* _Given request_
Please change every "four integers" to "four whole numbers" in the items below, and copy them out again with nothing else altered.

* _Data for processing_
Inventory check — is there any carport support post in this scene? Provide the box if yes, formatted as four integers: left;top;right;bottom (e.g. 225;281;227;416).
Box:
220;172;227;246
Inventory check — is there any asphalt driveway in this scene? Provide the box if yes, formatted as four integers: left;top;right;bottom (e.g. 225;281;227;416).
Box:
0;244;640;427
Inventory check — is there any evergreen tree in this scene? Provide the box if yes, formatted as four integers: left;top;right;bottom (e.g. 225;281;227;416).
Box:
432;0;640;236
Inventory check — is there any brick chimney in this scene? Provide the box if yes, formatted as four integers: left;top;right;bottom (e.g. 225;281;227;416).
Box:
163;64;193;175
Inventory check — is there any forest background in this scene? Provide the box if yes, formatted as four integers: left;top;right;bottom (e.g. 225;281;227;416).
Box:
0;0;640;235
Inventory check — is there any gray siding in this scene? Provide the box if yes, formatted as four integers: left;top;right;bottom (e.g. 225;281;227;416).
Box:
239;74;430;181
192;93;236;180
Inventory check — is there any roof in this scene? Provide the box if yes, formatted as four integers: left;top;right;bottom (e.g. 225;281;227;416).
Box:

* _Exercise solution_
Inventory check — is there any carport support post in this scene? Provide the box if yes, formatted as four whole numbers: left;top;right;bottom (e.g. 225;281;227;416).
Box:
220;172;227;246
Inventory check — is there any asphalt driveway in this scene? Provide the box if yes, formatted as four whole numbers: left;top;right;bottom (e.g. 225;281;227;416).
Box:
0;244;640;427
Inventory check — is there any evergreen tree in this scene? Provide the box if yes, formatted as four whole numbers: left;top;right;bottom (e.g. 225;281;227;416).
Box:
432;0;640;236
Inventory check — is there any brick chimney in this scene? Provide the box if yes, formatted as four whole numbers: left;top;right;bottom (e.g. 225;281;227;416).
Box:
163;64;193;175
Inventory check — is there any forest background in this scene? Provide the box if yes, formatted as four whole numbers: left;top;right;bottom (e.g. 225;281;227;416).
Box:
0;0;640;235
Inventory check — is there any gray siding in this scene? Provide the box if yes, formatted as four whole numbers: left;top;right;bottom (e.g. 225;281;227;416).
Box:
239;74;430;181
192;93;236;180
Inventory check — is there any roof in this scene? Provide the box if yes, formatted as four whole numbers: left;top;right;bottom (e.g. 225;281;227;416).
Box:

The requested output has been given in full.